2017-2018 Objectives


This year corresponds the B phase of the Attitude Determination and Control System (ADCS) of the ECE3SAT. Our work will be centralized on 4 fields.

First of all, we want our satellite to be as open source as possible, that’s why we are going to develop our visibility and to document all our work through the year. That means we are going to be much more present on social media, post videos, communicate…

Secondly, we need to electronically simulate our environment. To do so we will implement our model of the ECE3SAT in a physical engine made on the computer.

Thirdly, we need a reliable control algorithm which will take the decisions based on the data filtered from sensors. It means we are going to design and implement our ADCS algorithms so that it is reusable both for the simulation and physical experiments (and hopefully usable on the final ECE3SAT with the least effort possible).

Finally, we will build an experimental setup to emulate our own test environment with a controllable magnetic field (via Helmholtz coils).


During this year, we will first start by ending phase A. Then, we will handle phase B. You will find below this year’s main objectives.

  • Ending phase A :
    • Test the battery charging time with solar panels using a battery loaded at 20% which is the minimum value required.
    • Change/add components :
      • Add switches to the model with ISIS and test it.
      • Look for an alternative to MPPT.
    • Find out how to provide energy alternatively with solar panels and battery.
      • Consider battery as primary source of energy, then check again battery charging time.
    • PV cells’ efficiency under sunlight :
      • Improve current delivered by MPPT in order to charge the battery while current is used by all components.
  • Phase B :
    • Design EPS module :
      • Choice of each component.
      • Test all components together.
    • Pooling of the entire CubeSat.
    • Platform test :
      • Rotation’s tests at different speeds
      • Analyze those tests :
        • Correlation position/variables(orientation, luminosity, temperature, magnetism)
        • Energy harvested (while position static at different angles, and rotation at different speed).


This year is OBC’s second phase out of 4. This year’s goal is to determine the global architecture of the ECE3Sat and to write the specification of the OBC.

In order to fulfill this objective, we will have several tasks.

-- RECORDS --
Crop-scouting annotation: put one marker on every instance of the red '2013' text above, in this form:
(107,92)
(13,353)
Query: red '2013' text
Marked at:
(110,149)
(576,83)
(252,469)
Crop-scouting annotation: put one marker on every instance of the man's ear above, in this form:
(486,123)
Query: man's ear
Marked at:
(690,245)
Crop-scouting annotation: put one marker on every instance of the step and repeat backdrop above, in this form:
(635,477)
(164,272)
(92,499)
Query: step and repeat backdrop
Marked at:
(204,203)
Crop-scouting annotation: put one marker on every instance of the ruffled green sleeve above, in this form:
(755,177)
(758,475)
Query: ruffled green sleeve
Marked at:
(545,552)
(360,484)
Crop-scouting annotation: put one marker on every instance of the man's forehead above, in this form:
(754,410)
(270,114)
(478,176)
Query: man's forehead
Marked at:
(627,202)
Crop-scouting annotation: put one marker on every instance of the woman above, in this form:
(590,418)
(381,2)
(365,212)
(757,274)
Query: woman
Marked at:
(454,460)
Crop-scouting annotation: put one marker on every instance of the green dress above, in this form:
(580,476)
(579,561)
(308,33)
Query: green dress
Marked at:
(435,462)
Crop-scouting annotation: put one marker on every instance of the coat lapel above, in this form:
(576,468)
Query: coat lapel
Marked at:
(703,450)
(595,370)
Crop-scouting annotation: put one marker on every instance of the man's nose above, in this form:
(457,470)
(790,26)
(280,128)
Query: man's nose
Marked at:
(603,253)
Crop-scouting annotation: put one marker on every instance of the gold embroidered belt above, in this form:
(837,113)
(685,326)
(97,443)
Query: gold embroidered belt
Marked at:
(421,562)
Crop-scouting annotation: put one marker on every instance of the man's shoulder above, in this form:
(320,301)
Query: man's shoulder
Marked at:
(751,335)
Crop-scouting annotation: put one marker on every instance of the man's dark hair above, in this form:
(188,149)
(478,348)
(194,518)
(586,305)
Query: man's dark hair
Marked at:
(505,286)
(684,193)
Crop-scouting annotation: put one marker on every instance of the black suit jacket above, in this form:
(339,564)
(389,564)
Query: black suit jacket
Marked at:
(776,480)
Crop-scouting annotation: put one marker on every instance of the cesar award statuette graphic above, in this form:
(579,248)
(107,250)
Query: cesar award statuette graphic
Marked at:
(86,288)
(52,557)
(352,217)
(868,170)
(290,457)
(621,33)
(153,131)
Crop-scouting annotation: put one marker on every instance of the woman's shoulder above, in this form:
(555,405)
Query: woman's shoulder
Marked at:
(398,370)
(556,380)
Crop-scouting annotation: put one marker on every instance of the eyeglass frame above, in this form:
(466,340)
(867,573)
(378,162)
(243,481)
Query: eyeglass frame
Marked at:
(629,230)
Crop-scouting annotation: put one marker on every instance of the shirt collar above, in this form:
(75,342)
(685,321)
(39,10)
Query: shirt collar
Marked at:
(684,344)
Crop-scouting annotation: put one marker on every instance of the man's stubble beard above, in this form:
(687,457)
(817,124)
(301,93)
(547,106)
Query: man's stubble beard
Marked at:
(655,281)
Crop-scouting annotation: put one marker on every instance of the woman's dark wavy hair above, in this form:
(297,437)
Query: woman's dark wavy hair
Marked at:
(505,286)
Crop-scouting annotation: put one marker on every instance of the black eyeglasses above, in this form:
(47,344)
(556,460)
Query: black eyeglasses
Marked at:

-- PROMPT A --
From the 2017-2018 objectives, return the passage starting with "2017-2018 Objectives" and going on through "on the computer.".
-- PROMPT B --
In the 2017-2018 objectives, why does the team plan to be much more present on social media?

-- TASK RESPONSE A --
2017-2018 Objectives


This year corresponds the B phase of the Attitude Determination and Control System (ADCS) of the ECE3SAT. Our work will be centralized on 4 fields.

First of all, we want our satellite to be as open source as possible, that’s why we are going to develop our visibility and to document all our work through the year. That means we are going to be much more present on social media, post videos, communicate…

Secondly, we need to electronically simulate our environment. To do so we will implement our model of the ECE3SAT in a physical engine made on the computer.

-- TASK RESPONSE B --
The team wants the satellite to be as open source as possible. It therefore plans to increase its visibility and document all its work through the year. Posting on social media, sharing videos, and communicating are part of that effort.